• Data records
- - -

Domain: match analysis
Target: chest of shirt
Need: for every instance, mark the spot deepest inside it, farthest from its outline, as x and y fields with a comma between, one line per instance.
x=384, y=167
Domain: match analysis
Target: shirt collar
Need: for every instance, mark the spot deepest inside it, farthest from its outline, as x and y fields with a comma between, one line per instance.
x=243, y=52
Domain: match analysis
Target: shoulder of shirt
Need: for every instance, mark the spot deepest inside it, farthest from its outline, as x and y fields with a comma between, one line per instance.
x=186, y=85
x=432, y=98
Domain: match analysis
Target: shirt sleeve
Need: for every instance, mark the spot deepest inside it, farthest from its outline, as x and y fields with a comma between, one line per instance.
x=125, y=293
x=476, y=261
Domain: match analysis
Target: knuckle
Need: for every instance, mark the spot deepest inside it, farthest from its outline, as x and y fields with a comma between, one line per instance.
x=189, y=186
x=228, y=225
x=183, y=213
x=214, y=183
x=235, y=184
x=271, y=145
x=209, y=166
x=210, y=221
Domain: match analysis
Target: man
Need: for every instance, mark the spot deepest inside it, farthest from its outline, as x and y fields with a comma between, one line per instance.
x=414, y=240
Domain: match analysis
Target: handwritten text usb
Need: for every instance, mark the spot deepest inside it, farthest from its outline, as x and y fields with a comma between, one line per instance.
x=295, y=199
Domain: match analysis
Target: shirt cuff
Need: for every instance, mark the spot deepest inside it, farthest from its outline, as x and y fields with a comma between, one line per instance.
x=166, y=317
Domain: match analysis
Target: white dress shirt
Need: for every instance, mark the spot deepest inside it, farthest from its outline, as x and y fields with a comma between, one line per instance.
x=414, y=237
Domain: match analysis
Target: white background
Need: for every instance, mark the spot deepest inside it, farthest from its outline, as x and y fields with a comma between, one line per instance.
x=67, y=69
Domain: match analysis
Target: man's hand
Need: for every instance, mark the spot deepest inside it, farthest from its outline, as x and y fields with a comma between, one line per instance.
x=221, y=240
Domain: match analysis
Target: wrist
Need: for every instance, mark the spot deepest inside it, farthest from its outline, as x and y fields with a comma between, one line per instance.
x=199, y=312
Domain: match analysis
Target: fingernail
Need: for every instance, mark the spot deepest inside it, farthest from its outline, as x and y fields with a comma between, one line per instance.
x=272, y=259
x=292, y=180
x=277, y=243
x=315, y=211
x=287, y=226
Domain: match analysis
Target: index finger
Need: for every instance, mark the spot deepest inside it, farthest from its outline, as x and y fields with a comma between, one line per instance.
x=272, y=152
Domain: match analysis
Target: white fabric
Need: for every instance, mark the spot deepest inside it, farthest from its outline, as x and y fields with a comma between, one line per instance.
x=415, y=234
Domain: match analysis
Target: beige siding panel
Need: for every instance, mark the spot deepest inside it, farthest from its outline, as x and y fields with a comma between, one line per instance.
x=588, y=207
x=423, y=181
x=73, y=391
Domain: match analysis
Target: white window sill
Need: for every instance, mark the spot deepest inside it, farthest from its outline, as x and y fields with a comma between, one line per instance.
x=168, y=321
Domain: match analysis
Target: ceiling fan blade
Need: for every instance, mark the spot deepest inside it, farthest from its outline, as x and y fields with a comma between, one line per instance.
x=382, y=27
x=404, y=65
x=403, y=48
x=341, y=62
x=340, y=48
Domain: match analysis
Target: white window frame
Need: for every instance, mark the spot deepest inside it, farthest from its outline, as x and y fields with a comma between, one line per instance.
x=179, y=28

- - -

• Exercise aim
Find the string "window" in the material above, and report every line where it occurs.

• Result for this exercise
Target: white window sill
Target: white window frame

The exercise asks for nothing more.